## Exercise task
Tally the lines below that contain the word "please". Reply with only the number.

## Records for processing

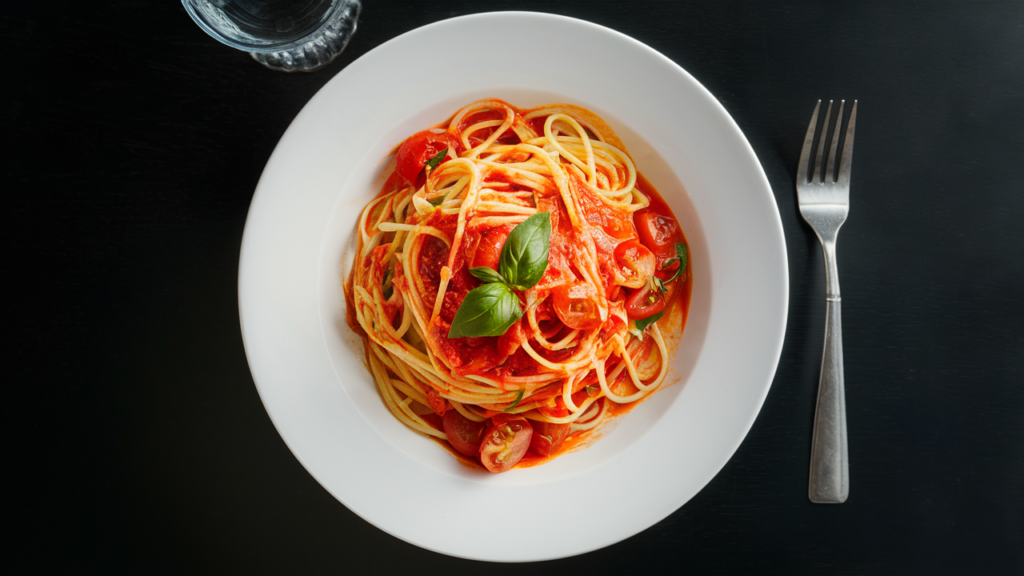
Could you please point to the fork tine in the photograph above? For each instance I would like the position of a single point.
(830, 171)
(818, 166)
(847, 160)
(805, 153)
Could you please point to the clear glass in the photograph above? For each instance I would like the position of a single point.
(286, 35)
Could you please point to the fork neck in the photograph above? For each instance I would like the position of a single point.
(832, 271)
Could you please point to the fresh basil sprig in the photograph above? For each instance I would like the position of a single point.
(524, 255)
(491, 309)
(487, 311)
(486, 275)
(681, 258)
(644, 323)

--

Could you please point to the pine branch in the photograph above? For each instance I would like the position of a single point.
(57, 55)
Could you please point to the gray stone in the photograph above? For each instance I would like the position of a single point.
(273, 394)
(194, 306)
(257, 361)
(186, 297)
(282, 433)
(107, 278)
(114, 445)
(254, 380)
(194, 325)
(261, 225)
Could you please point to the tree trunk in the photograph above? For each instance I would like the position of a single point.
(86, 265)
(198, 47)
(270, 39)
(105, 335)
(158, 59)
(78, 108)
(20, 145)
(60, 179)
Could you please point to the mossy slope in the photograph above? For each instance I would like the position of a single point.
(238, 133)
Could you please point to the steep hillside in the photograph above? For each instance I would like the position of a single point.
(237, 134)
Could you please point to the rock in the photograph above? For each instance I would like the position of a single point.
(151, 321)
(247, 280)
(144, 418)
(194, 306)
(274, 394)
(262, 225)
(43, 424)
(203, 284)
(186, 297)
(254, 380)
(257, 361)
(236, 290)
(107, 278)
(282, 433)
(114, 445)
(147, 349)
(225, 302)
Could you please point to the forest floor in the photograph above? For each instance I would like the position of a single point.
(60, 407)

## Response
11